● TAREFAS:
a) No texto sobre o Judiciário brasileiro, troque "Legislativo" por "Congresso" e reproduza o trecho entre "Devo começar dizendo" e "toga. Mas não é fácil.", inclusive, já com essa alteração.
b) Escreva a continuação do texto sobre o Judiciário brasileiro, começando logo após a última frase apresentada.

● TEXTO FORNECIDO:
☆ ☆ ☆ ☆ ☆

São tantos os fatos nojentos, abjetos, desprezíveis, repugnantes, ignóbeis, repulsivos, sórdidos, vomitativos, indecorosos e nauseabundos ao redor que, embora eu seja um notório perdulário de palavras, capaz de gastar 10 onde bastaria uma (asqueroso?), ainda assim me sinto... Bem, me sinto sem palavras. Mas após ler (ou, vá lá, “compulsar”) cerca de 2 mil livros sobre história do Brasil e ter escrito 33 (diga 33) sobre o tema, julgo estar qualificado para emitir juízos de valor sobre o país. Mas não é fácil.
Devo começar dizendo que quem quer que se debruce sobre a história do Judiciário sabe do escapulário de malfeitos e despautérios que pendem de suas ações e inações – bastando lembrar que três dos quatro primeiros ouvidores-gerais (o equivalente ao ministro da Justiça nos dias de hoje) voltaram a ferros para Portugal, acusados dos mais variados delitos.
Ainda assim, se comparado ao desgoverno federal e ao lodaçal em que chafurda o Legislativo – este, do deputado troglodita bombado que quer matar juízes do STF, do senador do dinheiro enfiado bem fundo na cueca; do deputapado que não queria comer carne de cachorro, mas arrumou boquinha para filha; da deputada que nunca foi flor de cheiro e teria mandado matar um de seus 56 filhos, depois de tê-lo feito seu marido –, só o que tenho a dizer é: viva a toga. Mas não é fácil.

☆ ☆ ☆ ☆ ☆

● REGISTROS FORNECIDOS:
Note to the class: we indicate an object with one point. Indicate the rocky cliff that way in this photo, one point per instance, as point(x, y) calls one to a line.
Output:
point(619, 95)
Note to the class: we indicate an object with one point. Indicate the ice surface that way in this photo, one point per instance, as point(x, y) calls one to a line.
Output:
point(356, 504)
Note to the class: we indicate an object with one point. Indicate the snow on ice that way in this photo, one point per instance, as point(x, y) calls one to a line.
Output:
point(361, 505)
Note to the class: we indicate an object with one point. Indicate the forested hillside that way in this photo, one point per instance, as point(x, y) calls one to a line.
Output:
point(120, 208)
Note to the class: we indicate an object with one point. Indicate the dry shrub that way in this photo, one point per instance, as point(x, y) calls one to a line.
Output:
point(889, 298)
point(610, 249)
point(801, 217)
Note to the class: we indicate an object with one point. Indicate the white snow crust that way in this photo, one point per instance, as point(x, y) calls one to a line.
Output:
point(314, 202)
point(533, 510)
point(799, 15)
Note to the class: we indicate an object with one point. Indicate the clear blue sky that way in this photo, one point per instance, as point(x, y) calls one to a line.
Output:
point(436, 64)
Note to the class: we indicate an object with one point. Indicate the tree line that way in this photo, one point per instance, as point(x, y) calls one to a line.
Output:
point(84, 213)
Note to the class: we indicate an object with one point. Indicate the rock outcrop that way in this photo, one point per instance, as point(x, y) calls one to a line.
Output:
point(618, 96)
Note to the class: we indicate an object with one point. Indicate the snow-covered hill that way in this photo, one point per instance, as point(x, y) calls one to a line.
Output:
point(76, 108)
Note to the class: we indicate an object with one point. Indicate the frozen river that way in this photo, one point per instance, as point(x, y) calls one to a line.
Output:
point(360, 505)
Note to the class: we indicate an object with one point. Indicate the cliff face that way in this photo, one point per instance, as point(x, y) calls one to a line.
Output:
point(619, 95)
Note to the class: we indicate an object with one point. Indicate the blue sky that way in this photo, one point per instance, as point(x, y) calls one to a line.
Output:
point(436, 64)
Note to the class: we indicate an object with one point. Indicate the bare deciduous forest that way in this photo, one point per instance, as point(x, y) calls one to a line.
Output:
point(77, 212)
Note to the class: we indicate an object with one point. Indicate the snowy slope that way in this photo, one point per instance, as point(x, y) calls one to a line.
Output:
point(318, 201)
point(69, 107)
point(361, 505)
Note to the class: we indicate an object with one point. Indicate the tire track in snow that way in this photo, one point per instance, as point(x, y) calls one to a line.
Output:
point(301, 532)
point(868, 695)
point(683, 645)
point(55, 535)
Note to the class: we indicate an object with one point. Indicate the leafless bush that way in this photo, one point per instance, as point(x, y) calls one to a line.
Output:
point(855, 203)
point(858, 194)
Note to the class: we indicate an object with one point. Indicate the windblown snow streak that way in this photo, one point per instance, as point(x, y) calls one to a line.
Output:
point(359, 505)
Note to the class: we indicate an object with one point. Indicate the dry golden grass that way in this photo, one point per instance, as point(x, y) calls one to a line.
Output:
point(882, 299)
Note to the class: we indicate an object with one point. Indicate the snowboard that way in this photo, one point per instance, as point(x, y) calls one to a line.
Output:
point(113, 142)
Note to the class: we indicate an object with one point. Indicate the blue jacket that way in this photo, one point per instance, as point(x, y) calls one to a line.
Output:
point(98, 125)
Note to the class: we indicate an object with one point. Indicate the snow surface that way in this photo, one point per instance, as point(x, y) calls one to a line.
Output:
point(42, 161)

☆ ☆ ☆ ☆ ☆

● RESPOSTAS ESPERADAS:
a)
Devo começar dizendo que quem quer que se debruce sobre a história do Judiciário sabe do escapulário de malfeitos e despautérios que pendem de suas ações e inações – bastando lembrar que três dos quatro primeiros ouvidores-gerais (o equivalente ao ministro da Justiça nos dias de hoje) voltaram a ferros para Portugal, acusados dos mais variados delitos.
Ainda assim, se comparado ao desgoverno federal e ao lodaçal em que chafurda o Congresso – este, do deputado troglodita bombado que quer matar juízes do STF, do senador do dinheiro enfiado bem fundo na cueca; do deputapado que não queria comer carne de cachorro, mas arrumou boquinha para filha; da deputada que nunca foi flor de cheiro e teria mandado matar um de seus 56 filhos, depois de tê-lo feito seu marido –, só o que tenho a dizer é: viva a toga. Mas não é fácil.

b)
Tanto é que, ao procurar aqui na estante A Coroa, a Cruz e a Espada, o livro no qual revisito os primórdios do Judiciário na colônia, e dar de cara com Vendendo Saúde: história da propaganda de medicamentos no Brasil, que fiz a convite da Anvisa, tratei de virar a página. E folheando-as, reencontrei aquele que julgo ser um dos primeiros anúncios “medicinais” publicados no país, impresso em 22 de agosto de 1825. Permito-me transcrevê-lo. É fácil:
“Tendo chegado ao conhecimento do público que certas senhoras casadas (como consta até por uns processos civis, nos quais as mesmas ditas senhoras se querem intitular por virgens sem o já poderem ser, fato aliás bem frequente nesta nossa cidade do Rio de Janeiro) se querem elas parecer ou fingirem que são virgens para certas outras pessoas, não é difícil de se capacitarem para tal cousa: basta que se lhes aplique um novo remédio, de cuja aplicação resulta um novo hímen, sendo seu preço medíocre e uso facílimo, mas que funcionará somente se as citadas senhoras já não tenham aplicado outro remédio que lhes prometa fazer o mesmo, mas que não o fará”.
Como ainda parece não haver produto que reconstitua o hímen de sociedades defloradas (que querem ou precisam se intitular vestais sem o já poderem ser), julgo que acreditar na ciência – e na toga – continua sendo o melhor remédio para nações que pareçam estar sempre a um passo de serem violentadas. Mas não é fácil.